REQUEST ::
Identify the line that contains "Annotation task — mark the curtain" in the material. Output it and every line after it, unchanged, through the end.

GIVEN ENTRIES ::
[start]

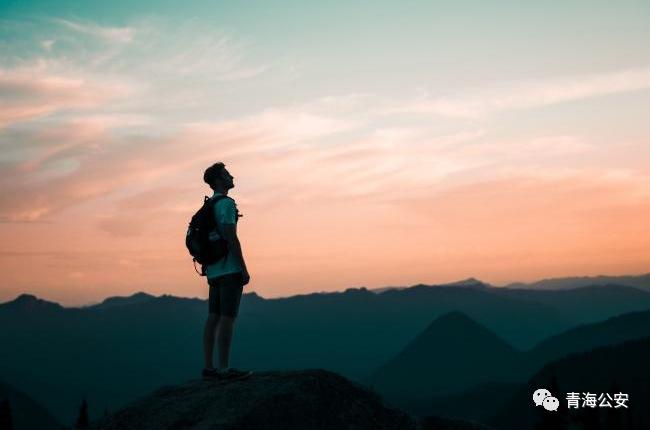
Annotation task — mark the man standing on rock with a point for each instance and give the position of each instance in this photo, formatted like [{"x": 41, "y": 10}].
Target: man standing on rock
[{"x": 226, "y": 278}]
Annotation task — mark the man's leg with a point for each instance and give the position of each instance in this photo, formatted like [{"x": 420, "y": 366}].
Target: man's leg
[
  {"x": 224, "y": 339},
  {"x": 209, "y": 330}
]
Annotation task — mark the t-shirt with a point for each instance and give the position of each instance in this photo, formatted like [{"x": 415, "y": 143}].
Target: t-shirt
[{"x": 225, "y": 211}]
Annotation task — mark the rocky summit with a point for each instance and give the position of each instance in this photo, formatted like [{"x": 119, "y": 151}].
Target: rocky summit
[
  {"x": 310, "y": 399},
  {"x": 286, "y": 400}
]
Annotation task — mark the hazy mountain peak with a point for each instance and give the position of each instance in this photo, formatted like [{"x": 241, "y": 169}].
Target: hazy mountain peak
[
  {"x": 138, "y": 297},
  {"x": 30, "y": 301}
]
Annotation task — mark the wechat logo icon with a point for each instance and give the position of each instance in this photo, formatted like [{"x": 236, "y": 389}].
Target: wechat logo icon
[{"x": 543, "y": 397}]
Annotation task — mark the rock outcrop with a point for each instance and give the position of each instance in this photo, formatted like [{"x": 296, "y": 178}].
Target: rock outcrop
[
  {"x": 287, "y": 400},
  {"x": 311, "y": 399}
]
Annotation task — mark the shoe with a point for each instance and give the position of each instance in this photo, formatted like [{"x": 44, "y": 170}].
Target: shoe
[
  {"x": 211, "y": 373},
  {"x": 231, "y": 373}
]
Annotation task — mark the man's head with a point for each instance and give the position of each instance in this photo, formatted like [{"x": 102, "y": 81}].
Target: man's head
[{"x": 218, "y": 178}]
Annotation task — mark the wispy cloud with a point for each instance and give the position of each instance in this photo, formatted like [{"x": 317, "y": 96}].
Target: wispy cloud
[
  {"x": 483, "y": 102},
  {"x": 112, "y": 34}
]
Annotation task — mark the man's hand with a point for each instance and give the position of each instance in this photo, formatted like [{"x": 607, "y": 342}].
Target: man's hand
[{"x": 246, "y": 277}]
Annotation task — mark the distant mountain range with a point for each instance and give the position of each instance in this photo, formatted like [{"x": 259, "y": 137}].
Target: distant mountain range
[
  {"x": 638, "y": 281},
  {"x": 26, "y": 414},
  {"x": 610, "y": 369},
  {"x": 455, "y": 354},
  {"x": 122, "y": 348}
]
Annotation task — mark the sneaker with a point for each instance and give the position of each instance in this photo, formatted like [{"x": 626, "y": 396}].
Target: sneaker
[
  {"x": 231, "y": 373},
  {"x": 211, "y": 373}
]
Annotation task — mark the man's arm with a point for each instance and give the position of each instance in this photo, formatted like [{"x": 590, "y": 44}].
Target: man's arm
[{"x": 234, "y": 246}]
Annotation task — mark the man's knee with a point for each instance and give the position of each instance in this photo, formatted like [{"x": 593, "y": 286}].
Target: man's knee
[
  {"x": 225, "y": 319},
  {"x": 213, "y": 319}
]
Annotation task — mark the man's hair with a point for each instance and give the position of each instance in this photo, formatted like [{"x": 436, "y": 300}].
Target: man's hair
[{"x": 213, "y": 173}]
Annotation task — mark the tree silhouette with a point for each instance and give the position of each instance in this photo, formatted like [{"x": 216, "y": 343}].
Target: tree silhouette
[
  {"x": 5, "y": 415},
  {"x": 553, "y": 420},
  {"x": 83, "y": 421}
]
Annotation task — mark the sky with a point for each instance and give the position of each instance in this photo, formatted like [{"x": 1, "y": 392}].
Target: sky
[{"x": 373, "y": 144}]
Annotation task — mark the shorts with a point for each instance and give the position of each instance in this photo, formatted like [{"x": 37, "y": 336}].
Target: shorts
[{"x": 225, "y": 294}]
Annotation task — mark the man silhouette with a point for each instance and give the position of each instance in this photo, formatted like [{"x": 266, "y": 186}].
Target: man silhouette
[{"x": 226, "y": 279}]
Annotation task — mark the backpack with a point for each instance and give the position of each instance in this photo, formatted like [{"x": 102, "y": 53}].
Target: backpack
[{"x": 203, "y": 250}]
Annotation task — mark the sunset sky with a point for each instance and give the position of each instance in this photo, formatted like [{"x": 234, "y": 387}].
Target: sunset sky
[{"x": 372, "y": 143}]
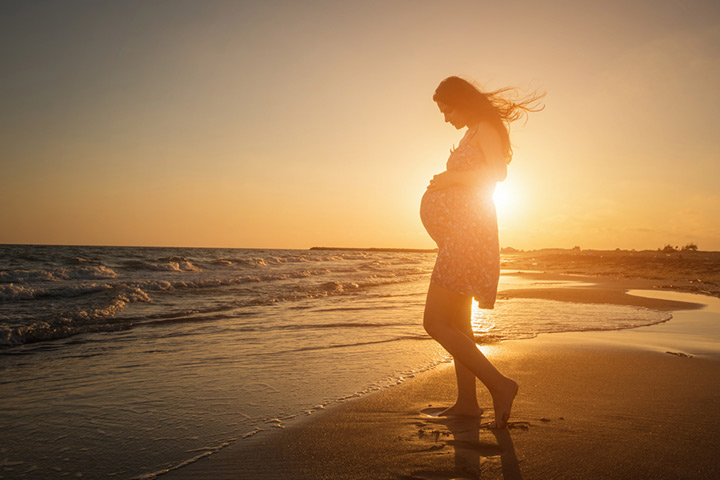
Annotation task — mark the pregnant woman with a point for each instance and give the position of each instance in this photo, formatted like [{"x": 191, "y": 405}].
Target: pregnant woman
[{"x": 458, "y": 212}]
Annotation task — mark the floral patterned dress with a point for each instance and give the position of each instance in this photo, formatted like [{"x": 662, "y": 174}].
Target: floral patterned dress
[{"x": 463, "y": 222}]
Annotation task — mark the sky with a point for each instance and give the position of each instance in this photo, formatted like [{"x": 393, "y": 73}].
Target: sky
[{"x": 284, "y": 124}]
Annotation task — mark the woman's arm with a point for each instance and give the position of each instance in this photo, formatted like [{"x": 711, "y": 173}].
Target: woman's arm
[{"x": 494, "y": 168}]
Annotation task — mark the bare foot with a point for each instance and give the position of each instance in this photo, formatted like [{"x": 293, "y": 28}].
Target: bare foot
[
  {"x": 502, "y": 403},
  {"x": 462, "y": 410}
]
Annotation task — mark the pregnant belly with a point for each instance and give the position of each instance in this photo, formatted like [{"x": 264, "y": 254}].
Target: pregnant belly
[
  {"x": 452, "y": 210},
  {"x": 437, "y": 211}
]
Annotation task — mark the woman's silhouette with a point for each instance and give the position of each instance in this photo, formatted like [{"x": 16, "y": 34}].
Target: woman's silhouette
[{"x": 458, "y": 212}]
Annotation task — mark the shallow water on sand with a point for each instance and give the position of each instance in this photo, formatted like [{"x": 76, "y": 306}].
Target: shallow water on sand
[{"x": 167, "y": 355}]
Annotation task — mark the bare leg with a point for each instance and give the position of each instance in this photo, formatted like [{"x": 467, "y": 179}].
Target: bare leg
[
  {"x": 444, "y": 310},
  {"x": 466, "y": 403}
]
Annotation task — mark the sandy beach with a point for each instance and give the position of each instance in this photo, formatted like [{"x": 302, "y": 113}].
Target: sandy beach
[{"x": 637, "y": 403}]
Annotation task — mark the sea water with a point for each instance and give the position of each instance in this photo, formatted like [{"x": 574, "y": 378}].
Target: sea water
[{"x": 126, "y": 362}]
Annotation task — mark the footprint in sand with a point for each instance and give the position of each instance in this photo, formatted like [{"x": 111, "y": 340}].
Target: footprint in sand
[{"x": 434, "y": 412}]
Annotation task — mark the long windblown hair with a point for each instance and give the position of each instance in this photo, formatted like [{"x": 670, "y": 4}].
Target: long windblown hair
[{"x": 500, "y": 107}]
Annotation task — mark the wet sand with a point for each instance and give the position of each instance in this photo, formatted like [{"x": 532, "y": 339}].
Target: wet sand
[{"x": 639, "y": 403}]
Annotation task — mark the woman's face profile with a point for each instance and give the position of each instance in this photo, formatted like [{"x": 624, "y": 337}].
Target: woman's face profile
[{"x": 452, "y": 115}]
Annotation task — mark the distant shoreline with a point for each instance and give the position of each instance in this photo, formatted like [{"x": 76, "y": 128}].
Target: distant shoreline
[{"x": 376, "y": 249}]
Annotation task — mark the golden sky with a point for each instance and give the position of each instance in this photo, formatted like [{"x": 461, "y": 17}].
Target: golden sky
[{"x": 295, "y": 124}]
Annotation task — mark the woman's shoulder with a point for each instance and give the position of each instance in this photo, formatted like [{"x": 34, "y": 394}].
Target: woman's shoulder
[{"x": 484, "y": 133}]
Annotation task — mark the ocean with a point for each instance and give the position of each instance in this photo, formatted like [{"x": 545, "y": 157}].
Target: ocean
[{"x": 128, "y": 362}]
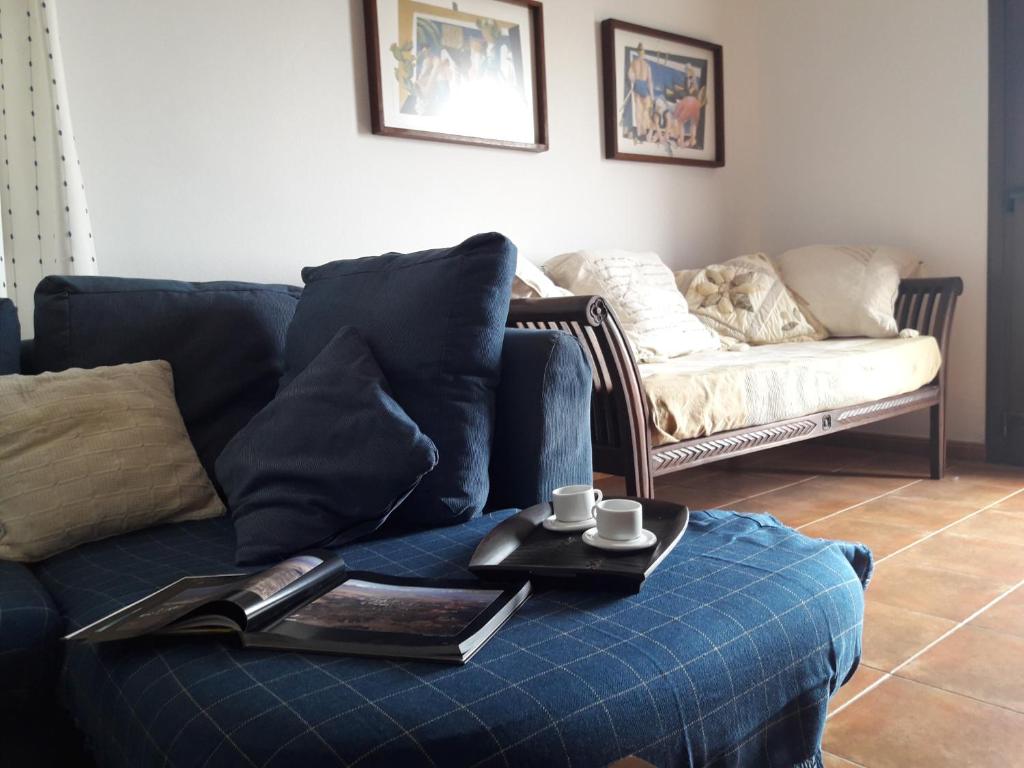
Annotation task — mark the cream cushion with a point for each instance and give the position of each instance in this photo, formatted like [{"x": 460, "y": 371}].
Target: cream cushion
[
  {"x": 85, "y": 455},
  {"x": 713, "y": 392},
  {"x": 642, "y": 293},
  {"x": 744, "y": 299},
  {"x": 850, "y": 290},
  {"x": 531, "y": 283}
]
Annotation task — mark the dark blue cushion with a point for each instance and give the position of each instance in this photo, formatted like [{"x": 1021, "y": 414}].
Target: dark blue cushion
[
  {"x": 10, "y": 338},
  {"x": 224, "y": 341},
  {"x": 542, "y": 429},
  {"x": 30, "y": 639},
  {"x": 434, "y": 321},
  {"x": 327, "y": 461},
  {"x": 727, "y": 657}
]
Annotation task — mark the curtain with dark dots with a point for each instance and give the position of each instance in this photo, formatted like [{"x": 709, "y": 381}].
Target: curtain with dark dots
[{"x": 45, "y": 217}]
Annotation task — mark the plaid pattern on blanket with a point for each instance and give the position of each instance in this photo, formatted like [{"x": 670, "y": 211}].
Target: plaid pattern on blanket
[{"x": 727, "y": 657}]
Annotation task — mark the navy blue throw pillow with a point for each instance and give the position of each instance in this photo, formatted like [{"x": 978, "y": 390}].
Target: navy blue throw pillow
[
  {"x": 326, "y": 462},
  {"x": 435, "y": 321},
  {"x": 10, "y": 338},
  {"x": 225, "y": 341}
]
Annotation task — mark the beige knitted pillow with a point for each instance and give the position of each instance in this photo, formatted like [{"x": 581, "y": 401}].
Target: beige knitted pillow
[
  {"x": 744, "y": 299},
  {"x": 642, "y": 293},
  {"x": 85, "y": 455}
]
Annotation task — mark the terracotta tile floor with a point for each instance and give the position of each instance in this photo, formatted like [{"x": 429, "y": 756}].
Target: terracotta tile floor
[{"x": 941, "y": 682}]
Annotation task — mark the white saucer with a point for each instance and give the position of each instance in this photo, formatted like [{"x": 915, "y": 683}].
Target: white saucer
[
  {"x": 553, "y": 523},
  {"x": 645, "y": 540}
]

[end]

RESULT FOR THIS TASK ::
Annotation task — mark the curtain with dark dots with a point for each instance and give the position of each instance in this photo, formatted like [{"x": 709, "y": 381}].
Target: curtain with dark dots
[{"x": 45, "y": 217}]
Annotation task — mark the plaid pattern on blanket with a point for each instance and give the position of each instance in this photo, formatted like [{"x": 670, "y": 211}].
Target: plaid pattern on blanket
[{"x": 727, "y": 657}]
Annotation task — mark the navy blue throw pillow with a point for each instance and give the position of each instance in this photo, formatted like [{"x": 978, "y": 390}].
Target: navy blue throw pillow
[
  {"x": 326, "y": 462},
  {"x": 435, "y": 321},
  {"x": 10, "y": 338},
  {"x": 225, "y": 341}
]
Annotation task — mark the beige knitted pillow with a point for each instance and give the position of each instance in this photo, formatted like [{"x": 581, "y": 401}].
Target: beige knitted pillow
[
  {"x": 744, "y": 299},
  {"x": 642, "y": 293},
  {"x": 85, "y": 455}
]
Annotation task — mark the terracotta tile floor with a point for each instance and give the position of each instance in this photo, formatted like [{"x": 429, "y": 756}].
Target: terracotta tile floor
[{"x": 941, "y": 682}]
Annotation task — mark the white saucer with a point for each instance and give the position of each instance in this photo, formatted like [{"x": 915, "y": 683}].
Target: white saucer
[
  {"x": 553, "y": 523},
  {"x": 645, "y": 540}
]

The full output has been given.